◆ THE REQUEST ◆
Can you lay out the records from the line containing "Spot every instance of blonde" through the line containing "[190,195,450,253]" as a JSON list of strings, one string per line, with blank lines dropped and both end lines included?

((

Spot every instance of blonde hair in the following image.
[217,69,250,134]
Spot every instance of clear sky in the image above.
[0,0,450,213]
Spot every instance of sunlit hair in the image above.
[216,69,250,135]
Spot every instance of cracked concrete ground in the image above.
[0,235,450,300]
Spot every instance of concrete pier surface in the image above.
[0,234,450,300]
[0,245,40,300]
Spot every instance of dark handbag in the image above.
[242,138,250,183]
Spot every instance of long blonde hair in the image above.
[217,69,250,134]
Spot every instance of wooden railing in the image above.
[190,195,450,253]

))
((

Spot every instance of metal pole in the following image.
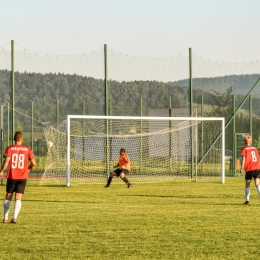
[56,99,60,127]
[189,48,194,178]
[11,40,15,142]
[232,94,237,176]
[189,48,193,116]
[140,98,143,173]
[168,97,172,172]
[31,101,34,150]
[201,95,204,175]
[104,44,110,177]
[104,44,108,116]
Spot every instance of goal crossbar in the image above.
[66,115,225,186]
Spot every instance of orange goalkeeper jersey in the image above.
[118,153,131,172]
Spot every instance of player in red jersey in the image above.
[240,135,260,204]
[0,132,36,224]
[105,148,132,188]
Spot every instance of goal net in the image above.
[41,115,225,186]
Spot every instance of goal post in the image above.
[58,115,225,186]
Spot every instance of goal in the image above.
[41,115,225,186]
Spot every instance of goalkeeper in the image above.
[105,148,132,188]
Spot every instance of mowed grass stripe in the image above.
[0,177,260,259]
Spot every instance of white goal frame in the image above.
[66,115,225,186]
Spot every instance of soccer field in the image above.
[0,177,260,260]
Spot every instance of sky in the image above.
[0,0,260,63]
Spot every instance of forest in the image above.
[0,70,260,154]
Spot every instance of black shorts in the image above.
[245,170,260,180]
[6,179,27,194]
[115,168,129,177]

))

◆ RESPONSE TO THE TASK ◆
[
  "Spot every instance of blonde hair in the following image.",
  "[217,69,250,134]",
  "Spot every instance of clear sky in the image above.",
  "[0,0,450,213]",
  "Spot every instance of sunlit hair in the image above.",
  "[216,69,250,135]",
  "Spot every instance of cracked concrete ground in the image above.",
  "[0,235,450,300]",
  "Spot every instance of concrete pier surface in the image above.",
  "[0,234,450,300]",
  "[0,245,40,300]",
  "Spot every instance of dark handbag in the image above.",
  "[242,138,250,183]",
  "Spot every instance of long blonde hair in the image above.",
  "[217,69,250,134]",
  "Spot every instance of wooden railing in the image above.",
  "[190,195,450,253]"
]